### Required work
Substitute "frame" for every occurrence of "shot" in the material below, and reproduce everything else unchanged.

(Dataset records)
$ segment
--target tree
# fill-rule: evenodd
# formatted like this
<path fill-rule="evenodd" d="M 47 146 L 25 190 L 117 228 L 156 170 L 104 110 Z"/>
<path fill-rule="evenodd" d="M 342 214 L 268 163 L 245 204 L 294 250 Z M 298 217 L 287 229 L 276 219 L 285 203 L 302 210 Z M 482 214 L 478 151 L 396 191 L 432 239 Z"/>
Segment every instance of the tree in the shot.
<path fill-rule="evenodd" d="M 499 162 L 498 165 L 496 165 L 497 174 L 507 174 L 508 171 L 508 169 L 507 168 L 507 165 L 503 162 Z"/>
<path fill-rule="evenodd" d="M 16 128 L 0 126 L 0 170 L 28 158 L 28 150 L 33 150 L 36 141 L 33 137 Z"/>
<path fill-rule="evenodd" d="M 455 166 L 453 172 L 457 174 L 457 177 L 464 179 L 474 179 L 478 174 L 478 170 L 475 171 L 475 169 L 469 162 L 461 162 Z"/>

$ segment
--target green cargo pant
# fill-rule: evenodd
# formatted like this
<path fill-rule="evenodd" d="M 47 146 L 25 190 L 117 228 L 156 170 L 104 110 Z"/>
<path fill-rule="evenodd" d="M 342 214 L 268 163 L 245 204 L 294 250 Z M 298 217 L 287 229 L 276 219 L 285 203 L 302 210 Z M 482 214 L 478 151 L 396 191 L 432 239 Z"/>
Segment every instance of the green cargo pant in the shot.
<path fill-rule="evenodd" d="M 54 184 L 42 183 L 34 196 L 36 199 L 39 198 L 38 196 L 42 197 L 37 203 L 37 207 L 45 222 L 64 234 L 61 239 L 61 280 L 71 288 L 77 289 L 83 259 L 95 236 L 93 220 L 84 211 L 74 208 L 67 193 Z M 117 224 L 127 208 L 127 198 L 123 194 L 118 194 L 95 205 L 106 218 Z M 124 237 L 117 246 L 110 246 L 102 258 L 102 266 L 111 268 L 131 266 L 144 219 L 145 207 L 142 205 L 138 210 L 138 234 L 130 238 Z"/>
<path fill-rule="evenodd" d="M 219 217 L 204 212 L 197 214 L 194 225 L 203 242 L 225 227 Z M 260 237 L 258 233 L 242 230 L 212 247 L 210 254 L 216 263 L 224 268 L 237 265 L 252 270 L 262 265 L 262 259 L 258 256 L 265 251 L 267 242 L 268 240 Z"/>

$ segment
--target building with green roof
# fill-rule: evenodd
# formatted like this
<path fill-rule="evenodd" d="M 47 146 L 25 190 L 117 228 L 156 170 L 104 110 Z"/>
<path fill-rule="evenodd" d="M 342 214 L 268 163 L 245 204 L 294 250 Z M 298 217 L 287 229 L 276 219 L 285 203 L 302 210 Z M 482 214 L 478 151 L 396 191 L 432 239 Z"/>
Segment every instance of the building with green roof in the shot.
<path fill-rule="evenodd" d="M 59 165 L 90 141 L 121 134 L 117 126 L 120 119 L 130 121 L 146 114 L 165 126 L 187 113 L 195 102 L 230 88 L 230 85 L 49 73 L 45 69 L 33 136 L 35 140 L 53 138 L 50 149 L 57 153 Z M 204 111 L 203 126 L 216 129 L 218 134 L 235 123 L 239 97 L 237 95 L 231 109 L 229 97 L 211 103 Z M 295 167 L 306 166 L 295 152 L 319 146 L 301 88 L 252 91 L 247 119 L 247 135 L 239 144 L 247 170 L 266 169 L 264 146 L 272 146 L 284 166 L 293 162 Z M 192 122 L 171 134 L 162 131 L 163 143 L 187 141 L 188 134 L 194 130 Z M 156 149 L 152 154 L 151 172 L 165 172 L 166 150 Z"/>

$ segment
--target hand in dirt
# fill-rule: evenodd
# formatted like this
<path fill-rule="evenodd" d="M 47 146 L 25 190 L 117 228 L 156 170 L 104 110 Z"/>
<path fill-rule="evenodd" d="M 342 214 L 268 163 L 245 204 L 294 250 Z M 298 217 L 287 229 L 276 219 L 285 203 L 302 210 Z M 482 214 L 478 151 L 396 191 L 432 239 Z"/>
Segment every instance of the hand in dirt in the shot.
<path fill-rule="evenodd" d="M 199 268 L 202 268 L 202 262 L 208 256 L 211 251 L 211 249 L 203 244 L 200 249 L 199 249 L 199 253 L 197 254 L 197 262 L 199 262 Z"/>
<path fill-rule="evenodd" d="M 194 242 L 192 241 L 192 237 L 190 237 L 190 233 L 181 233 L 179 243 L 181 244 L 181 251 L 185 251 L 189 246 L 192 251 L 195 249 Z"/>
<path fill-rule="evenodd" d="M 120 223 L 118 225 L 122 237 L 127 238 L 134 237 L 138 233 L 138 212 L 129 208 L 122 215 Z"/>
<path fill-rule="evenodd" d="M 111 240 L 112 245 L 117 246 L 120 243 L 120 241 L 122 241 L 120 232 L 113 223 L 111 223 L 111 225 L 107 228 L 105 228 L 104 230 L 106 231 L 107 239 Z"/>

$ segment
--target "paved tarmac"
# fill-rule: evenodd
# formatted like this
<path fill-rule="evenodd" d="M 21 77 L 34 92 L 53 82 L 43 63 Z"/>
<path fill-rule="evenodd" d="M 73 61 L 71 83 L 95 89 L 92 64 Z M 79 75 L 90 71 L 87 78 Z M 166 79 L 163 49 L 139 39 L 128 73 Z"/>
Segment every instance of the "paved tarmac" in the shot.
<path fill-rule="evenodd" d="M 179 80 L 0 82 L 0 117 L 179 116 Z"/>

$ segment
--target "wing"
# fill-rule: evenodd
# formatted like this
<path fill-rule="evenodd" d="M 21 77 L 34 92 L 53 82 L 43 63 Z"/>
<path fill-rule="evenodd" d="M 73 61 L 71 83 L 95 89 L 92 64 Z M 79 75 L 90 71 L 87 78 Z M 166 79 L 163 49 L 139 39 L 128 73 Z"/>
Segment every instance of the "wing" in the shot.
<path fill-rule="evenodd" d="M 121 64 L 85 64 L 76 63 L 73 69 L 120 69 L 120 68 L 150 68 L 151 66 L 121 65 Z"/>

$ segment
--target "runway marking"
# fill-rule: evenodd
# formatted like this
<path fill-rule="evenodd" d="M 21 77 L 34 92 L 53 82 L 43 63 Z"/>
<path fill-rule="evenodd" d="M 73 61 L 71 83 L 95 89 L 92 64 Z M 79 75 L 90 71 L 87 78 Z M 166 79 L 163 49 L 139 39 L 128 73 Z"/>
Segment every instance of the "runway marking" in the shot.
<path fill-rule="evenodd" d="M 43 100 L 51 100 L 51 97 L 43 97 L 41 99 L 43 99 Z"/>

### Exercise output
$ segment
--target tree
# fill-rule: evenodd
# formatted like this
<path fill-rule="evenodd" d="M 47 146 L 25 190 L 117 228 L 156 170 L 104 110 Z"/>
<path fill-rule="evenodd" d="M 342 214 L 268 163 L 245 204 L 294 250 Z M 298 217 L 287 229 L 276 219 L 285 203 L 302 210 Z M 482 214 L 478 151 L 396 191 L 432 239 Z"/>
Segment every instance of the tree in the frame.
<path fill-rule="evenodd" d="M 499 162 L 498 165 L 496 165 L 497 174 L 507 174 L 508 171 L 508 169 L 507 168 L 507 165 L 503 162 Z"/>
<path fill-rule="evenodd" d="M 16 128 L 0 126 L 0 170 L 28 158 L 28 150 L 33 150 L 36 141 L 33 137 Z"/>
<path fill-rule="evenodd" d="M 455 166 L 453 172 L 457 174 L 457 177 L 464 179 L 474 179 L 478 174 L 478 170 L 475 171 L 475 169 L 469 162 L 461 162 Z"/>

$ segment
--target green cargo pant
# fill-rule: evenodd
# formatted like this
<path fill-rule="evenodd" d="M 47 146 L 25 190 L 117 228 L 156 170 L 104 110 Z"/>
<path fill-rule="evenodd" d="M 342 214 L 268 163 L 245 204 L 294 250 Z M 298 217 L 287 229 L 276 219 L 285 203 L 302 210 Z M 482 214 L 478 151 L 396 191 L 432 239 Z"/>
Segment every instance of the green cargo pant in the frame.
<path fill-rule="evenodd" d="M 54 184 L 42 183 L 34 196 L 36 199 L 39 198 L 38 196 L 42 197 L 37 203 L 37 207 L 45 222 L 64 234 L 61 239 L 61 280 L 71 288 L 77 289 L 83 259 L 95 236 L 93 220 L 84 211 L 74 208 L 67 193 Z M 117 224 L 127 208 L 127 198 L 123 194 L 118 194 L 95 205 L 106 218 Z M 124 237 L 117 246 L 110 246 L 102 258 L 102 266 L 111 268 L 131 266 L 144 219 L 145 207 L 142 205 L 138 210 L 138 234 L 130 238 Z"/>
<path fill-rule="evenodd" d="M 219 217 L 204 212 L 197 214 L 194 225 L 203 242 L 225 227 Z M 260 237 L 258 233 L 242 230 L 212 247 L 210 254 L 216 263 L 224 268 L 237 265 L 252 270 L 262 265 L 262 259 L 258 256 L 265 251 L 267 242 L 268 240 Z"/>

$ segment
--target building with green roof
# fill-rule: evenodd
# formatted like this
<path fill-rule="evenodd" d="M 47 146 L 25 190 L 117 228 L 156 170 L 104 110 Z"/>
<path fill-rule="evenodd" d="M 342 214 L 268 163 L 245 204 L 294 250 Z M 298 217 L 287 229 L 276 219 L 285 203 L 302 210 Z M 482 214 L 478 151 L 396 191 L 432 239 Z"/>
Segment every instance of the building with green roof in the frame.
<path fill-rule="evenodd" d="M 59 165 L 90 141 L 121 134 L 117 126 L 120 119 L 130 121 L 146 114 L 165 126 L 187 113 L 195 102 L 230 88 L 230 85 L 49 73 L 45 69 L 33 136 L 35 140 L 53 138 L 50 149 L 57 153 Z M 204 111 L 203 126 L 216 129 L 218 134 L 235 123 L 239 97 L 237 95 L 231 109 L 229 97 L 211 103 Z M 295 167 L 306 166 L 295 152 L 319 146 L 301 88 L 252 91 L 247 119 L 247 135 L 239 144 L 247 170 L 266 169 L 264 146 L 272 146 L 284 166 L 293 162 Z M 192 122 L 171 134 L 162 131 L 163 143 L 187 141 L 188 134 L 194 130 Z M 156 149 L 152 154 L 151 172 L 165 172 L 166 150 Z"/>

$ segment
--target hand in dirt
# fill-rule: evenodd
# formatted like this
<path fill-rule="evenodd" d="M 47 146 L 25 190 L 117 228 L 156 170 L 104 110 Z"/>
<path fill-rule="evenodd" d="M 342 214 L 268 163 L 245 204 L 294 250 Z M 298 217 L 287 229 L 276 219 L 285 203 L 302 210 Z M 482 214 L 478 151 L 396 191 L 432 239 Z"/>
Segment every instance of the hand in dirt in the frame.
<path fill-rule="evenodd" d="M 199 268 L 202 268 L 202 262 L 208 256 L 211 251 L 211 249 L 203 244 L 200 249 L 199 249 L 199 253 L 197 254 L 197 262 L 199 262 Z"/>
<path fill-rule="evenodd" d="M 194 242 L 192 241 L 192 237 L 190 237 L 190 233 L 181 233 L 179 243 L 181 244 L 181 251 L 185 251 L 189 246 L 192 251 L 195 249 Z"/>
<path fill-rule="evenodd" d="M 120 223 L 118 225 L 122 237 L 127 238 L 134 237 L 138 233 L 138 212 L 129 208 L 122 215 Z"/>
<path fill-rule="evenodd" d="M 111 240 L 112 245 L 117 246 L 120 243 L 120 241 L 122 241 L 120 232 L 113 223 L 111 223 L 111 225 L 107 228 L 105 228 L 104 230 L 106 231 L 107 239 Z"/>

$ segment
--target "paved tarmac"
# fill-rule: evenodd
# formatted like this
<path fill-rule="evenodd" d="M 21 77 L 34 92 L 53 82 L 43 63 Z"/>
<path fill-rule="evenodd" d="M 73 61 L 71 83 L 95 89 L 92 64 Z M 79 75 L 90 71 L 87 78 Z M 166 79 L 163 49 L 139 39 L 128 73 Z"/>
Segment every instance of the "paved tarmac" in the frame.
<path fill-rule="evenodd" d="M 179 80 L 0 82 L 0 117 L 179 116 Z"/>

$ segment
--target "wing"
# fill-rule: evenodd
# formatted like this
<path fill-rule="evenodd" d="M 21 77 L 34 92 L 53 82 L 43 63 Z"/>
<path fill-rule="evenodd" d="M 73 61 L 71 83 L 95 89 L 92 64 Z M 79 75 L 90 71 L 87 78 Z M 166 79 L 163 49 L 139 39 L 128 73 Z"/>
Segment every instance of the "wing" in the frame.
<path fill-rule="evenodd" d="M 121 64 L 85 64 L 76 63 L 73 69 L 120 69 L 120 68 L 150 68 L 151 66 L 121 65 Z"/>

$ segment
--target "runway marking"
# fill-rule: evenodd
# formatted like this
<path fill-rule="evenodd" d="M 21 77 L 34 92 L 53 82 L 43 63 Z"/>
<path fill-rule="evenodd" d="M 73 61 L 71 83 L 95 89 L 92 64 Z M 79 75 L 90 71 L 87 78 Z M 166 79 L 163 49 L 139 39 L 128 73 Z"/>
Segment every instance of the "runway marking" in the frame.
<path fill-rule="evenodd" d="M 43 100 L 51 100 L 51 97 L 43 97 L 41 99 L 43 99 Z"/>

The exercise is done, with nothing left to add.